━━━ Extracted data
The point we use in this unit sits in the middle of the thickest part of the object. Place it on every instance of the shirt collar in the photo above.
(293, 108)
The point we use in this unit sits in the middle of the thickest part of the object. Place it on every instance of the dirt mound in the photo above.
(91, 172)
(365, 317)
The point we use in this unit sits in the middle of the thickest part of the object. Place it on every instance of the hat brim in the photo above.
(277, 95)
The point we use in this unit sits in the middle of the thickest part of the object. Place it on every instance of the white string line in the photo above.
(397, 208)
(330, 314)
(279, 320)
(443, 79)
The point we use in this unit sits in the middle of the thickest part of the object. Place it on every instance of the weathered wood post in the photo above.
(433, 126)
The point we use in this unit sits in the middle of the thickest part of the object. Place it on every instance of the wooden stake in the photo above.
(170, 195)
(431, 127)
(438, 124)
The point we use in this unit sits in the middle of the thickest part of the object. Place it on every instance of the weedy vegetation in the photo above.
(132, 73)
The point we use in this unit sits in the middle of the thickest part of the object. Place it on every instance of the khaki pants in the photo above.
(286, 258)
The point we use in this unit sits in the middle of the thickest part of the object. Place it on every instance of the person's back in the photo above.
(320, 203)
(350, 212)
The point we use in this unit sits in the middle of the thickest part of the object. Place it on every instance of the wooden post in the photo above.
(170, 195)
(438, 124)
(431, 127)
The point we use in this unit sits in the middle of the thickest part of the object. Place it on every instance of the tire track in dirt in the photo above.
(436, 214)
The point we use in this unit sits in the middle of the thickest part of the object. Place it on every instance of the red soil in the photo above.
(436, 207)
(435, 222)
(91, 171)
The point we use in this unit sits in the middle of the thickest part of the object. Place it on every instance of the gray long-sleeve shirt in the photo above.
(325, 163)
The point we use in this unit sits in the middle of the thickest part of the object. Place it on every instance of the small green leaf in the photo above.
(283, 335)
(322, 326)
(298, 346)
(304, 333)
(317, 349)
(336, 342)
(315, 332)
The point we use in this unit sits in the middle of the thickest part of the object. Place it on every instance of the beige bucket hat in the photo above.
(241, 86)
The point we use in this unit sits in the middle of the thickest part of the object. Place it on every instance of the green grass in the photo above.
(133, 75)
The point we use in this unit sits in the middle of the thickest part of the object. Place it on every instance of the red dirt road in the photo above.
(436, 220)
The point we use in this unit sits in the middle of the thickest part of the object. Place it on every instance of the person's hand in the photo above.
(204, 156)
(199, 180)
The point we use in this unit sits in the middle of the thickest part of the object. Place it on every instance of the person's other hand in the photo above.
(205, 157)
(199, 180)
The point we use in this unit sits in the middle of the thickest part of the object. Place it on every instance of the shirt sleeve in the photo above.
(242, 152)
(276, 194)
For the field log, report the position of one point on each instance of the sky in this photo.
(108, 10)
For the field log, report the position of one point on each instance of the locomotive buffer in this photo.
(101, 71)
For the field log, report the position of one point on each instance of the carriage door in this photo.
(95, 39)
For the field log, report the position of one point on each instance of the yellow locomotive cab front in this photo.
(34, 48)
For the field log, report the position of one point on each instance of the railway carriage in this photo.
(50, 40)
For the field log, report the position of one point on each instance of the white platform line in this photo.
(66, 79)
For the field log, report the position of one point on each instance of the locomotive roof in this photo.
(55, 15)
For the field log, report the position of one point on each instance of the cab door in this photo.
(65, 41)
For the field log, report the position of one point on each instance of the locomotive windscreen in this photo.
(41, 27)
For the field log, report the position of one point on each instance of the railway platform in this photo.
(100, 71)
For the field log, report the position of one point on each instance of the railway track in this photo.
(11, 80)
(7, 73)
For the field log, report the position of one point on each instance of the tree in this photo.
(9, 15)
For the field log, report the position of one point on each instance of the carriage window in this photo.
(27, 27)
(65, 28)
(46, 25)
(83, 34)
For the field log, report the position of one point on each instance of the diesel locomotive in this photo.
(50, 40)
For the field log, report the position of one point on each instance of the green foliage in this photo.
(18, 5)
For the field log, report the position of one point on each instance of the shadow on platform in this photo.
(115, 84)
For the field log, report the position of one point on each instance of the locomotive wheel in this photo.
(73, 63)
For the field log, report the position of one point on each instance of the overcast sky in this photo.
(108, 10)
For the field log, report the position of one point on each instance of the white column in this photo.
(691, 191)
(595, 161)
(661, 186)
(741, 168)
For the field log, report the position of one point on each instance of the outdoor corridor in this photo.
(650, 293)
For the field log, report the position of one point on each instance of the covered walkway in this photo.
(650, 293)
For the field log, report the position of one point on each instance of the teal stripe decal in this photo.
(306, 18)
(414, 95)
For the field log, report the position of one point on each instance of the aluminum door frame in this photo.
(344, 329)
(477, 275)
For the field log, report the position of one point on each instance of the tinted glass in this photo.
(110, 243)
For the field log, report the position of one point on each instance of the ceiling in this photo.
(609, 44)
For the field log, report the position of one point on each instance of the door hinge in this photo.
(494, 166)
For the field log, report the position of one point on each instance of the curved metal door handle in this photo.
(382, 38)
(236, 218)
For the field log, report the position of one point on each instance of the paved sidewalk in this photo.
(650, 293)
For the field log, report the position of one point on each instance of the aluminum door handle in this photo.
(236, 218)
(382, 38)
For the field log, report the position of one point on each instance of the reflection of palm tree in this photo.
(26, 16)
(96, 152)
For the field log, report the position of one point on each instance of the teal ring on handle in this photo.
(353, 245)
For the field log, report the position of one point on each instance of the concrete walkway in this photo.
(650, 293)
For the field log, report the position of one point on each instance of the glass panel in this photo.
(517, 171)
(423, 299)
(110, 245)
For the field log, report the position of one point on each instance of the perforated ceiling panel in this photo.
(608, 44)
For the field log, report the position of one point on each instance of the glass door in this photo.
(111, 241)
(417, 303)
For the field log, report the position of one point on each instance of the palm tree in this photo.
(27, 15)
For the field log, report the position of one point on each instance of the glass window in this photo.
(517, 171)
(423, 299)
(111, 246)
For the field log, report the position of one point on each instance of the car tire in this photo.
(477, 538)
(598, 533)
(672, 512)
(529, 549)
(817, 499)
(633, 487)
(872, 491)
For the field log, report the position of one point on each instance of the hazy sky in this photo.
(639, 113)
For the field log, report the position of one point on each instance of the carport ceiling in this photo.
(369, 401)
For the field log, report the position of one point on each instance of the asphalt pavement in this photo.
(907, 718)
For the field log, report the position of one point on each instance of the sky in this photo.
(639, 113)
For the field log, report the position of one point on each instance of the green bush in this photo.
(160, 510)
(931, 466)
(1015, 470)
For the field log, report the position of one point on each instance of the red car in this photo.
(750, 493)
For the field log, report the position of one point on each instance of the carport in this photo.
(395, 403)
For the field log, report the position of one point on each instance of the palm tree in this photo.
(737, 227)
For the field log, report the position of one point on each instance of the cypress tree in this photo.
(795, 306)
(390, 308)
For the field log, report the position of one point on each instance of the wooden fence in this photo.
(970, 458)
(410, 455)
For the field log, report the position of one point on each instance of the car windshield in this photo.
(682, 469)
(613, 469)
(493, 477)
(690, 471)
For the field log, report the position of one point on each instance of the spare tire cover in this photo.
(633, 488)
━━━━━━
--- Exercise description ---
The records above are to be duplicated exactly, every one of them.

--- Task answer ---
The point we use in this unit sits in the middle of the thickest part of the object. Place it on every instance of the shirt collar in the photo above.
(293, 108)
The point we use in this unit sits in the middle of the thickest part of the object. Place it on every instance of the dirt mound in the photo above.
(91, 172)
(365, 317)
The point we use in this unit sits in the middle of the thickest part of the object. Place it on every instance of the hat brim in the photo above.
(277, 95)
The point we use in this unit sits in the middle of the thickest part of the object. Place it on every instance of the white string line in the photo above.
(397, 208)
(330, 314)
(279, 320)
(443, 79)
The point we use in this unit sits in the middle of the thickest part of the object. Place it on every instance of the weathered wood post in the photo above.
(433, 126)
The point we use in this unit sits in the middle of the thickest part of the object. Place it on every instance of the wooden stake in the photo above.
(170, 195)
(431, 127)
(438, 124)
The point we use in this unit sits in the middle of the thickest part of the object. Place it on every instance of the weedy vegetation in the photo above.
(132, 73)
The point we use in this unit sits in the middle of the thickest part of the object. Place it on every instance of the khaki pants in the photo above.
(286, 258)
The point we use in this unit sits in the middle of the thickest part of the object. Place it on every instance of the person's back in the photo above.
(320, 203)
(350, 212)
The point we use in this unit sits in the middle of the thickest part of the object. Place it on every instance of the wooden post in the photo above.
(170, 195)
(438, 124)
(431, 127)
The point we use in this unit sits in the middle of the thickest part of the object. Place it on every instance of the tire track in dirt in the photo above.
(436, 214)
The point we use in this unit sits in the middle of the thickest part of the object. Place it on every instance of the red soil in the photo above.
(436, 207)
(435, 222)
(91, 171)
The point we use in this unit sits in the middle of the thickest part of the object. Place it on every instance of the gray long-sleeve shirt in the photo above.
(325, 163)
The point we use in this unit sits in the middle of the thickest part of the object. Place it on every instance of the small green leaf in the photo above.
(283, 335)
(322, 326)
(298, 346)
(304, 333)
(317, 349)
(336, 342)
(315, 332)
The point we use in this unit sits in the middle of the thickest part of the object. Place it on every instance of the beige bucket hat in the photo above.
(241, 86)
The point we use in this unit sits in the middle of the thickest part of the object. Place it on every instance of the green grass in the photo above.
(133, 75)
The point we use in this unit sits in the middle of the thickest part of the object. Place it on every instance of the red dirt road in the photo above.
(436, 220)
The point we use in this unit sits in the middle of the thickest part of the object. Place it on every instance of the person's hand in the photo above.
(204, 156)
(199, 180)
The point we use in this unit sits in the middle of the thickest part of the object. Place it on every instance of the person's other hand in the photo above.
(205, 157)
(199, 180)
The point we use in this unit sits in the middle of the thickest part of the object. Place it on every instance of the shirt sleeve in the photo above.
(242, 152)
(276, 194)
For the field log, report the position of one point on each instance of the sky in this photo.
(108, 10)
For the field log, report the position of one point on each instance of the locomotive buffer in this photo.
(101, 71)
For the field log, report the position of one point on each instance of the carriage door in this photo.
(95, 39)
For the field log, report the position of one point on each instance of the yellow locomotive cab front in this photo.
(34, 48)
For the field log, report the position of one point on each instance of the railway carriage in this photo.
(50, 40)
For the field log, report the position of one point on each instance of the white platform line in this photo.
(66, 79)
For the field log, report the position of one point on each instance of the locomotive roof in this photo.
(55, 15)
For the field log, report the position of one point on each instance of the cab door in this photo.
(65, 41)
For the field log, report the position of one point on each instance of the locomotive windscreen in this photo.
(41, 27)
For the field log, report the position of one point on each instance of the railway platform in this photo.
(100, 71)
For the field log, report the position of one point on each instance of the railway track in this photo.
(11, 80)
(7, 73)
For the field log, report the position of one point on each instance of the tree in this photo.
(9, 15)
For the field log, report the position of one point on each instance of the carriage window in this photo.
(27, 27)
(65, 28)
(46, 25)
(83, 34)
For the field log, report the position of one point on each instance of the diesel locomotive in this photo.
(50, 40)
For the field log, report the position of one point on each instance of the green foliage in this photo.
(18, 5)
For the field log, report the position of one point on each instance of the shadow on platform in this photo.
(115, 84)
For the field log, report the position of one point on each instance of the locomotive wheel in this photo.
(73, 63)
For the field log, report the position of one point on each instance of the overcast sky in this photo.
(108, 10)
For the field log, report the position of one point on each instance of the white column in this photo.
(691, 191)
(595, 161)
(661, 186)
(741, 168)
For the field log, report the position of one point on each instance of the outdoor corridor in this photo.
(650, 293)
For the field log, report the position of one point on each instance of the covered walkway in this photo.
(650, 293)
For the field log, report the position of one point on each instance of the teal stripe decal in this photo.
(306, 18)
(414, 95)
For the field log, report the position of one point on each instance of the aluminum door frame in this photo.
(344, 329)
(477, 275)
For the field log, report the position of one point on each instance of the tinted glass in this photo.
(110, 243)
For the field log, report the position of one point on each instance of the ceiling in this photo.
(609, 44)
For the field log, report the position of one point on each instance of the door hinge in this photo.
(494, 166)
For the field log, report the position of one point on each instance of the curved metal door handle in this photo.
(382, 38)
(236, 218)
For the field log, report the position of one point on each instance of the paved sidewalk in this photo.
(650, 293)
For the field log, report the position of one point on each instance of the aluminum door handle in this photo.
(236, 218)
(382, 38)
For the field log, report the position of one point on each instance of the reflection of palm tree in this photo.
(26, 16)
(96, 152)
For the field log, report the position of one point on each instance of the teal ring on handle in this photo.
(353, 245)
For the field log, report the position of one point on each instance of the concrete walkway in this photo.
(650, 293)
For the field log, report the position of one point on each instance of the glass panel in this photo.
(517, 171)
(423, 299)
(110, 245)
For the field log, report the position of one point on each instance of the perforated ceiling panel in this photo.
(608, 44)
For the field log, report the position of one point on each instance of the glass door in this photo.
(111, 241)
(417, 303)
For the field log, report the position of one point on each instance of the palm tree in this photo.
(27, 15)
For the field log, report the position of one point on each instance of the glass window in this photo.
(517, 171)
(423, 299)
(111, 246)
For the field log, report the position of one point on each instance of the car tire in this photo.
(477, 538)
(598, 533)
(672, 512)
(529, 549)
(817, 499)
(633, 487)
(872, 491)
For the field log, report the position of one point on each instance of the hazy sky in this photo.
(639, 113)
For the field log, report the position of one point on each instance of the carport ceiling in this photo.
(369, 401)
For the field log, report the position of one point on each instance of the asphalt pavement in this photo.
(907, 718)
For the field log, report the position of one point on each instance of the sky in this photo.
(639, 113)
For the field log, report the position of one point on each instance of the green bush in this photo.
(160, 510)
(931, 466)
(1015, 470)
For the field log, report the position of one point on each instance of the red car in this photo.
(750, 493)
For the field log, report the position of one point on each instance of the carport in this photo.
(395, 403)
For the field log, report the position of one point on each instance of the palm tree in this photo.
(737, 227)
For the field log, report the position of one point on each instance of the cypress tree in this photo.
(795, 306)
(390, 308)
For the field log, report the position of one point on each instance of the wooden fence in this photo.
(970, 458)
(410, 455)
For the field log, report the position of one point on each instance of the car windshield in this photo.
(682, 469)
(613, 469)
(493, 477)
(690, 471)
For the field log, report the position of one point on each instance of the spare tire cover in this photo.
(633, 488)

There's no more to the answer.